==== EXCERPT TO READ

Q&A: Shaleila Louis, Product Management fellow @ The Atlantic

Each year, Atlantic Media hires around 40 recent graduates for its fellowship program. Fellows are placed in editorial or business positions across Atlantic Media’s four brands: The Atlantic, National Journal, Government Executive, and Quartz.

Lizzy Raben
The Idea


Tell us about what you do.

I am a product management fellow with The Atlantic. That means that I manage all of our digital products — which includes being involved in the early stages of conceptualizing a product, evaluating how a product that’s already been built is going, interfacing with the design and development teams, building some projects out, and collecting data on existing products — essentially touching everything digital that represents The Atlantic.

What were you working on right before you answered these questions?

I was planning with some of our other product managers for something we’re about to build out, which is our second AMP story. This is something I very recently learned about — it’s essentially like a Snapchat or Instagram story, but for Google AMP, so that just means you can see it in a browser or link to it in any form without it being in an app of any kind. It’s still a story though — you just tap through it, everyone knows how those work.

So I was about to code one that’s about Google’s self-driving cars.

How do you access or find AMP stories?

It’s hard, unless somebody links you to it.

========
==== RAW DATA

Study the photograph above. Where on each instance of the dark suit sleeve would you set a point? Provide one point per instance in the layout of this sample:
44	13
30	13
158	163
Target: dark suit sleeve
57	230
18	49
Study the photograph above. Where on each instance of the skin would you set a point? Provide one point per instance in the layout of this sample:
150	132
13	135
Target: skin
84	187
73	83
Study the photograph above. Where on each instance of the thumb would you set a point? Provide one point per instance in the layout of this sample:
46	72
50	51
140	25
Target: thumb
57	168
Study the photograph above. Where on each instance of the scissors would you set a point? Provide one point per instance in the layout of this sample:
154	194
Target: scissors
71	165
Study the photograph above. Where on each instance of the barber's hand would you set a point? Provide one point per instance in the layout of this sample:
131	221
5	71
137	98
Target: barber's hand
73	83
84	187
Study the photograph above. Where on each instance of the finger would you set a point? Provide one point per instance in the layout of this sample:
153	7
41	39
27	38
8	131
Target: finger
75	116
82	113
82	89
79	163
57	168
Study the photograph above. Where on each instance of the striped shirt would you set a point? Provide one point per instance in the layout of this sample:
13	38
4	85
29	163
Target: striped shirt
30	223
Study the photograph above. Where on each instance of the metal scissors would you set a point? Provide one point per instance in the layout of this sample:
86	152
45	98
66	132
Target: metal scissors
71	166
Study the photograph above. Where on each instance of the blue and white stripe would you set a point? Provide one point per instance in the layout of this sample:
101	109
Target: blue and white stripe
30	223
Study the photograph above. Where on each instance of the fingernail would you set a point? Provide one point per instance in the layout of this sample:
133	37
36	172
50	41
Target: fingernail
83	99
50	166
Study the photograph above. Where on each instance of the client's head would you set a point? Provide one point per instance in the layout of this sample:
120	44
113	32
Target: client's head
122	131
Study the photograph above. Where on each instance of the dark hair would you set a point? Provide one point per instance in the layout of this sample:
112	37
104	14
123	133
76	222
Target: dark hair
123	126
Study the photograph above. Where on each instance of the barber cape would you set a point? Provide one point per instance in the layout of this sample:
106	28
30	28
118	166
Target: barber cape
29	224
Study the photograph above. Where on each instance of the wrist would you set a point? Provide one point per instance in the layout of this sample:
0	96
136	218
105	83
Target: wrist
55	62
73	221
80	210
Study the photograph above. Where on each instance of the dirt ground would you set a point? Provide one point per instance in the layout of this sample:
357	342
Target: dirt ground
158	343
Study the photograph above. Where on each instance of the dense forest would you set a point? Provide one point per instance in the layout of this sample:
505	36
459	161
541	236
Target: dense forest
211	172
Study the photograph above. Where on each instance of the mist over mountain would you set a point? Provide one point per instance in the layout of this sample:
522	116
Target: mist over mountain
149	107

========

**REQUIRED ACTIONS:**
a) Name every Atlantic Media brand that the interview with Shaleila Louis mentions.
b) Carry the interview with Shaleila Louis forward from its last answer, "It's hard, unless somebody links you to it."
The lines above are separate material and are not part of the interview.

**WRITTEN ANSWERS:**
a) The Atlantic, National Journal, Government Executive, Quartz

b)
We recently made one on Amazon drop-shipping and we had to put it on our home page so people could click on it on their browser or phone and find it. But the disadvantage of it being outside of an app is that you can’t go to it and find it, someone usually has to send it to you.

Tell us about your background — how did it lead you to product?

It didn’t, is the short answer. I studied learning and organizational change in college and didn’t really know what product management was. I was always interested in tech and creative strategy and building things — products, essentially. I just didn’t know the word for it.

I was also interested in the media business and the tech industries, and I was interested in The Atlantic as a brand. The fellowship folks told me that my background might be a good fit for product management, and they were very right because I really like it.

But I didn’t know what it was until I started doing it, so I feel very lucky.

What’s the thing you’re most proud of having worked on so far?

I’m very proud of our crossword. That was my product baby. So I got to product manage and launch that entire thing — right from our initial talks of what the interface might look like and how we can promote it to planning to building out the entire page, talking with the vendors, and getting our crossword creator on board, who is the coolest person on earth. Essentially bringing The Atlantic’s crossword to life.

So every time I hear a little story about somebody whose grandparent really likes it, it’s the coolest thing in the world because I helped make it happen.

What did you do before working at The Atlantic?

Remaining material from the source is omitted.